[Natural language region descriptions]
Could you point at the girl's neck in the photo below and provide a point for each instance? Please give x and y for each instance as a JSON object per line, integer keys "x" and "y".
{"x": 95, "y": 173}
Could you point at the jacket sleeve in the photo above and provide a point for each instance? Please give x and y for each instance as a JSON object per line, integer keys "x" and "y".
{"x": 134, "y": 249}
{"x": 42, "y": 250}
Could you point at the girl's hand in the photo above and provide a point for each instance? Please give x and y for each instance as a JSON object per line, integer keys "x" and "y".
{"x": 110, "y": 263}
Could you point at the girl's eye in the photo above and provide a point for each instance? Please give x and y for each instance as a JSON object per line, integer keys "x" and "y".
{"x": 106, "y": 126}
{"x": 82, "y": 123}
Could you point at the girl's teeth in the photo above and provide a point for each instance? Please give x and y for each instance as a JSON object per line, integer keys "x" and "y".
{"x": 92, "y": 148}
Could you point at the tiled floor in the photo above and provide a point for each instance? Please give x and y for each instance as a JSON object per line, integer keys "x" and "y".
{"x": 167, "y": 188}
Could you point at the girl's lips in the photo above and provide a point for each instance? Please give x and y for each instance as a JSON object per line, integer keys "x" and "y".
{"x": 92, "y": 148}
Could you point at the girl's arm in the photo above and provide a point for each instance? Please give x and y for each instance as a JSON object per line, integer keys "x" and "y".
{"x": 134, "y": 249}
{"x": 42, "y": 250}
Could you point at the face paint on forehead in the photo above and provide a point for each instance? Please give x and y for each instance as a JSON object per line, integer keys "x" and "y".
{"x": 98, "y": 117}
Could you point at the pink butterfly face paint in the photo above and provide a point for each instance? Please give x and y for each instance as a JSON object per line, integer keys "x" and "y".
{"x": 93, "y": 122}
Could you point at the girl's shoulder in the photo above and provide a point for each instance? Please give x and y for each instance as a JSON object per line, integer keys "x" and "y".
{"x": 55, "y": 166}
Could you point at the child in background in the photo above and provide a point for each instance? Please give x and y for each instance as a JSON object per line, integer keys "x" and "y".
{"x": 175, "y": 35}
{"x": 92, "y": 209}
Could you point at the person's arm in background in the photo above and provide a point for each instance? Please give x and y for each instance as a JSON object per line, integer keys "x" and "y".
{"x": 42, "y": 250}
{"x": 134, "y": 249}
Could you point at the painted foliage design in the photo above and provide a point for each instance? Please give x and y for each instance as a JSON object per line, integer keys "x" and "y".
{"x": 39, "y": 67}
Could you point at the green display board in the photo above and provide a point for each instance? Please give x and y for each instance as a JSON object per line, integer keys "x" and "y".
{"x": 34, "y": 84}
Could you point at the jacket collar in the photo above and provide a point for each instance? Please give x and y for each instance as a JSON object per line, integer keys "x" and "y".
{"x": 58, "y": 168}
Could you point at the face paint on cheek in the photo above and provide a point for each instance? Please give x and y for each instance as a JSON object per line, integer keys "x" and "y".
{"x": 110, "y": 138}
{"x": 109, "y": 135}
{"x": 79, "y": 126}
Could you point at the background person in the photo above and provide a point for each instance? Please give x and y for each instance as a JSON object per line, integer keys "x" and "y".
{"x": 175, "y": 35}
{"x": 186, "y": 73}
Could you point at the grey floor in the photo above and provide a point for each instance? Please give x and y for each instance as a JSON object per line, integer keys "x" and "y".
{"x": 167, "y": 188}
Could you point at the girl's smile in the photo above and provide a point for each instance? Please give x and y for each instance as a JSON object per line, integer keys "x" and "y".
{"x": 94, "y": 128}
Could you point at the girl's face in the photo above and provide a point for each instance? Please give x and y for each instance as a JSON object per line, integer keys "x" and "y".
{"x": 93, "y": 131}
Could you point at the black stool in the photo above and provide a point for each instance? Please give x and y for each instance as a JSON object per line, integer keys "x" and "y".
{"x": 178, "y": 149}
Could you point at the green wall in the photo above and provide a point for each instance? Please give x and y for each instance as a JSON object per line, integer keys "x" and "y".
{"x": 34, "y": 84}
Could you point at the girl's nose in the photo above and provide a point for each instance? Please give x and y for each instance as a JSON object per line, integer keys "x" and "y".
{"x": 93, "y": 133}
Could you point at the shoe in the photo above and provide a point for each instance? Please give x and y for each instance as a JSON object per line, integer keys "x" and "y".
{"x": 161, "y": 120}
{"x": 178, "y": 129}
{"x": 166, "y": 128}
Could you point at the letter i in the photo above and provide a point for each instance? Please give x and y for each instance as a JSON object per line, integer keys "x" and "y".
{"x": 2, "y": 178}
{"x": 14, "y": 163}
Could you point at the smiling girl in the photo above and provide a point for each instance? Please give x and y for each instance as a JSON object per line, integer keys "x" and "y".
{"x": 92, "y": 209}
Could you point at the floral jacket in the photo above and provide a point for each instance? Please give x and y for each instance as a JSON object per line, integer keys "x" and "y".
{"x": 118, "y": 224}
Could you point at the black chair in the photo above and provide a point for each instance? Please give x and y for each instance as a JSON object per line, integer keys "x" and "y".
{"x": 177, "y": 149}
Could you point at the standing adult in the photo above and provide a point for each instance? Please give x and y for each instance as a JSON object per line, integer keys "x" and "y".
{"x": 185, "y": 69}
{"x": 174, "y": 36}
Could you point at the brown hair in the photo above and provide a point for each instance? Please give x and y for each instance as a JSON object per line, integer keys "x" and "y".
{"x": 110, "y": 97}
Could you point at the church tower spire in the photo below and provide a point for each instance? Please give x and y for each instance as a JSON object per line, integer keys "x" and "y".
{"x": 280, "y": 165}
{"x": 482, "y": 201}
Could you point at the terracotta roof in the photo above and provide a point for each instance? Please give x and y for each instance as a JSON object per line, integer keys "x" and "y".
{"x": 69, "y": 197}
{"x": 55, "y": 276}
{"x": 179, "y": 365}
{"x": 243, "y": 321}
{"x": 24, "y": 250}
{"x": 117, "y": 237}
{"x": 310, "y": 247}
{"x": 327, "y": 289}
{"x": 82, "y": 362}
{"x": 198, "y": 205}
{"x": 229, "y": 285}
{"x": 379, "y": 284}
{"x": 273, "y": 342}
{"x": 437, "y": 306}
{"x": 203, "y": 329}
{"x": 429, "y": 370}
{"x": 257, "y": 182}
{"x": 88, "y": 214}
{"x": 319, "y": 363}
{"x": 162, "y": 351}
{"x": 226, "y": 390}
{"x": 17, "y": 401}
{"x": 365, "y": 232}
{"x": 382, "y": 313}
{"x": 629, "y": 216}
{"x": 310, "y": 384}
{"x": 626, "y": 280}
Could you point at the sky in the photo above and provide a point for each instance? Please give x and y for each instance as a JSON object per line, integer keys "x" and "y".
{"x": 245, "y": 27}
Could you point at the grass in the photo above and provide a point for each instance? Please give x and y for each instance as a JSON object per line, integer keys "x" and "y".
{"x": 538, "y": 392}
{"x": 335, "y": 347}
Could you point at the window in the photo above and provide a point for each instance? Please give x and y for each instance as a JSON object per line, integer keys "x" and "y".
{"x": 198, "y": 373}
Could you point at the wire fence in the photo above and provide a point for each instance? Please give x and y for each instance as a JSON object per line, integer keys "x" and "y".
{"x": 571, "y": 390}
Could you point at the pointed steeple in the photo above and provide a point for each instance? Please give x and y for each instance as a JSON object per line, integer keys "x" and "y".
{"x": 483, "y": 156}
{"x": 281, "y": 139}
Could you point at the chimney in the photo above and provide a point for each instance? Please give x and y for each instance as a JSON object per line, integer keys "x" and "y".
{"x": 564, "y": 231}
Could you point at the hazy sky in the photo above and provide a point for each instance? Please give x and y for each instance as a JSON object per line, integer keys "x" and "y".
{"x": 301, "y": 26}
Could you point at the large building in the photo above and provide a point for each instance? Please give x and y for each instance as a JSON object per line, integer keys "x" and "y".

*Task to complete*
Please reproduce the records exactly, without leaving any out.

*Task result*
Could you point at the girl's neck in the photo below and provide a point for each instance? Please give x and y for each instance as a JSON object per line, integer keys "x" and "y".
{"x": 95, "y": 173}
Could you point at the jacket sleeve in the photo above and provide a point for each instance? Please give x and y for each instance as a JSON object per line, integer keys "x" and "y".
{"x": 134, "y": 249}
{"x": 42, "y": 250}
Could you point at the girl's hand in the photo above and provide a point for each instance? Please give x and y for each instance as a JSON object per line, integer keys "x" and "y".
{"x": 110, "y": 263}
Could you point at the girl's eye in the photo above and provide a point for each instance? Please give x and y for each instance as a JSON object per line, integer keys "x" and "y".
{"x": 106, "y": 126}
{"x": 82, "y": 123}
Could you point at the girl's teeth in the photo above and provide a point for each instance? Please give x and y for each instance as a JSON object per line, integer keys "x" and "y".
{"x": 92, "y": 148}
Could you point at the tiled floor in the photo above and provide a point for each instance? Please give x and y for each instance as a JSON object per line, integer keys "x" and "y".
{"x": 167, "y": 188}
Could you point at the girl's lips in the photo above and provide a point for each instance? Please give x and y for each instance as a JSON object per line, integer keys "x" and "y".
{"x": 92, "y": 148}
Could you point at the girl's arm in the photo above and provide a point for each instance? Please give x and y for each instance as a JSON object per line, integer keys "x" and "y".
{"x": 134, "y": 249}
{"x": 42, "y": 250}
Could you point at the face paint on forehead in the photo above and provide a point for each instance? Please give x and y for each instance as a JSON object per line, integer keys "x" and "y".
{"x": 98, "y": 117}
Could you point at the pink butterfly face paint in the photo above and provide a point for each instance? Please give x and y for each instance as a JSON object per line, integer keys "x" and "y".
{"x": 93, "y": 122}
Could you point at the girl's shoulder in the photo above and provide a point for each instance? Please give x and y for each instance as a JSON object per line, integer keys "x" and "y".
{"x": 55, "y": 166}
Could you point at the child in background in the photo above and provide a point for each instance? Please give x and y for each instance as a JSON object per line, integer keys "x" and "y".
{"x": 175, "y": 35}
{"x": 92, "y": 209}
Could you point at the person's arm in background in the photo above and provide a point for each instance? Please give x and y for each instance as a JSON object per line, integer keys "x" and "y".
{"x": 42, "y": 250}
{"x": 134, "y": 249}
Could you point at the painted foliage design in the photo above and provide a point for each instance? Please give x and y for each instance as a JSON object per line, integer keys "x" and "y".
{"x": 39, "y": 67}
Could you point at the green display board in the photo above and provide a point for each instance? Please give x and y for each instance as a JSON object per line, integer keys "x" and "y".
{"x": 34, "y": 84}
Could you point at the jacket collar in the photo above and provide a point for each instance? Please give x and y for each instance as a JSON object per line, integer keys "x" and "y".
{"x": 58, "y": 168}
Could you point at the face paint on cheek in the photo above and provide a point for each instance? Please give x and y for each instance as a JSON object per line, integer keys "x" and "y".
{"x": 110, "y": 138}
{"x": 109, "y": 135}
{"x": 79, "y": 126}
Could you point at the background person in the photo above and provide a point for each instance? Please give x and y for each instance as a JSON object per line, integer keys "x" and "y".
{"x": 175, "y": 35}
{"x": 186, "y": 73}
Could you point at the grey floor in the photo above and provide a point for each instance? Please give x and y for each instance as a JSON object per line, integer keys "x" and "y".
{"x": 167, "y": 188}
Could you point at the girl's smile in the photo above and provide a point for each instance? Please give x and y for each instance as a JSON object per line, integer keys "x" and "y".
{"x": 94, "y": 128}
Could you point at the girl's face in the photo above and provide a point for each instance? Please give x and y for each instance as a JSON object per line, integer keys "x" and "y".
{"x": 93, "y": 131}
Could you point at the black stool in the photo above and provide a point for each instance? Please give x and y for each instance as a JSON object per line, integer keys "x" and "y".
{"x": 178, "y": 149}
Could you point at the green wall in the photo above and provide a point for each instance? Please give x and y for each instance as a JSON object per line, integer keys "x" and "y".
{"x": 34, "y": 84}
Could you point at the girl's nose in the photo above and provide a point for each instance? Please give x and y for each instance as a JSON object per line, integer keys "x" and "y".
{"x": 93, "y": 133}
Could you point at the shoe in the photo above and provide a point for each instance? Please give x and y for each instance as a JSON object per line, integer keys "x" and "y".
{"x": 161, "y": 120}
{"x": 178, "y": 129}
{"x": 166, "y": 128}
Could you point at the letter i in the photo above and provide a point for each instance? Please give x and y for each instance as a JSON object per line, integer keys "x" and "y".
{"x": 2, "y": 178}
{"x": 14, "y": 163}
Could you point at the smiling girl in the photo above and provide a point for each instance? Please give x and y for each instance as a JSON object per line, integer keys "x" and "y".
{"x": 92, "y": 209}
Could you point at the floral jacket in the photo above and provide a point for each instance? Please give x and y for each instance as a JSON object per line, integer keys "x" and "y".
{"x": 118, "y": 224}
Could you point at the black chair in the photo above and provide a point for each instance? Please give x and y for each instance as a JSON object per line, integer keys "x" and "y".
{"x": 177, "y": 149}
Could you point at the standing adult in the photo above and provide a point for each instance? Please give x and y for each instance as a JSON object per line, integer keys "x" and "y".
{"x": 185, "y": 69}
{"x": 174, "y": 36}
Could you point at the brown hair in the photo above and provide a point for each instance? Please give x and y for each instance as a JSON object per line, integer keys "x" and "y".
{"x": 110, "y": 97}
Could you point at the church tower spire in the photo below and provide a point for each instance? Please give x and y for each instance as a JSON object per line, integer keys "x" and "y".
{"x": 280, "y": 165}
{"x": 482, "y": 201}
Could you point at the terracotta roof in the photo above and provide a point for each instance? Please give x and y for each instance as a JSON object per line, integer keys "x" and "y".
{"x": 69, "y": 197}
{"x": 55, "y": 276}
{"x": 179, "y": 365}
{"x": 243, "y": 321}
{"x": 24, "y": 250}
{"x": 117, "y": 237}
{"x": 310, "y": 247}
{"x": 327, "y": 289}
{"x": 82, "y": 362}
{"x": 198, "y": 205}
{"x": 229, "y": 285}
{"x": 379, "y": 284}
{"x": 273, "y": 342}
{"x": 437, "y": 306}
{"x": 203, "y": 329}
{"x": 429, "y": 370}
{"x": 257, "y": 182}
{"x": 88, "y": 214}
{"x": 319, "y": 363}
{"x": 162, "y": 351}
{"x": 226, "y": 390}
{"x": 17, "y": 401}
{"x": 365, "y": 232}
{"x": 382, "y": 313}
{"x": 629, "y": 216}
{"x": 310, "y": 384}
{"x": 626, "y": 280}
Could you point at the sky in the photo above and provide a point for each instance? Please give x and y for each instance as a JSON object per line, integer keys "x" and "y".
{"x": 245, "y": 27}
Could you point at the grass in the photo above and provide a point for each instance? Please give x and y for each instance as a JSON object per line, integer keys "x" and "y".
{"x": 538, "y": 392}
{"x": 335, "y": 347}
Could you point at the window in the photo above and provide a point for each instance? Please give x and y for each instance as a JSON object per line, integer keys "x" and "y".
{"x": 198, "y": 373}
Could you point at the wire fence in the photo above and provide a point for each instance? Please give x and y for each instance as a JSON object per line, integer keys "x" and "y".
{"x": 571, "y": 390}
Could you point at the pointed steeple in the photo above and provide a point for each instance? Please give x and y for each instance as a JSON object per line, integer keys "x" and "y".
{"x": 483, "y": 156}
{"x": 281, "y": 139}
Could you point at the chimney in the photo above and provide a point for each instance? Please give x and y for each instance as a JSON object per line, integer keys "x" and "y".
{"x": 564, "y": 231}
Could you point at the hazy sky in the photo above and provide a point for each instance? Please give x and y for each instance as a JSON object per line, integer keys "x" and "y".
{"x": 301, "y": 26}
Could you point at the large building in the photo above and provide a point for each instance? Please give x and y for each instance as a JSON object per line, integer keys "x" and "y".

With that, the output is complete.